*** Exercise inputs ***
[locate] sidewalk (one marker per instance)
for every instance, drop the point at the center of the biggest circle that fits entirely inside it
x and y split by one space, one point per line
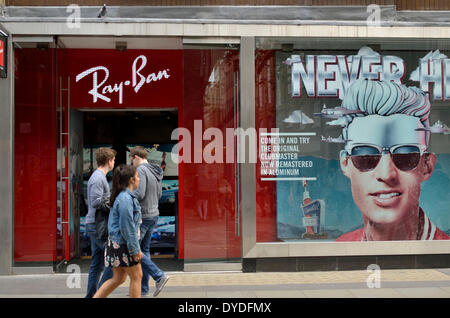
415 283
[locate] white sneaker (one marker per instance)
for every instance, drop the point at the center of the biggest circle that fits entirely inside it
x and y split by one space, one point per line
160 285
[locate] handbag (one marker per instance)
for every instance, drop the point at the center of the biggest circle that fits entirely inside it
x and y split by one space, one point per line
101 223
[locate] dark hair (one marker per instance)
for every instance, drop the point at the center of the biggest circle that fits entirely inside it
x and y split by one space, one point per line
121 179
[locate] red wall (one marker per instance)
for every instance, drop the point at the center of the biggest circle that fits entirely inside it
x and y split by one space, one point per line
208 188
266 199
203 97
34 156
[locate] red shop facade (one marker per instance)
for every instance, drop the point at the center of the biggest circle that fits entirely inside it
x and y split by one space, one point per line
68 102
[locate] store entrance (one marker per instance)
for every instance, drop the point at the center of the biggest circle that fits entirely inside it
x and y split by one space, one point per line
122 130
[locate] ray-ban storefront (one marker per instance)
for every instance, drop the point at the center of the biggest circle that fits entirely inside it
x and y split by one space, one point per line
279 153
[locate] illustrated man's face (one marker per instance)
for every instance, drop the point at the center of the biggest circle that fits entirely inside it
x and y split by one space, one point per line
386 188
111 163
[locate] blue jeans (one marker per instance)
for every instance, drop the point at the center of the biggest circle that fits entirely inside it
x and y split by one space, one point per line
148 267
97 262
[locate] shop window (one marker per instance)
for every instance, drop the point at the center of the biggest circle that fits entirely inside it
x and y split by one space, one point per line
319 177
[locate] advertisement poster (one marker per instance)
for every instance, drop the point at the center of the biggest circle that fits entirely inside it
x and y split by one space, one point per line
3 48
361 151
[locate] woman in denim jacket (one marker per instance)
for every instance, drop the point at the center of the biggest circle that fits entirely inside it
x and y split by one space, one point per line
123 251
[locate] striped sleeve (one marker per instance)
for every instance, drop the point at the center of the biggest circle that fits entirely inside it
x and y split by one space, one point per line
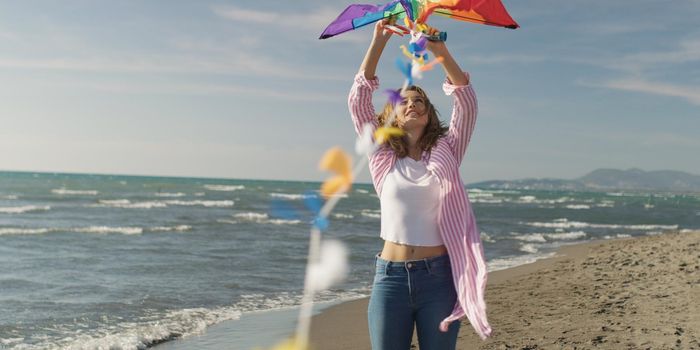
*** End of Exercise inputs ***
Scan the data above line by line. Please say how many lines hold the word "shop", and give only that number.

* _Finished task_:
2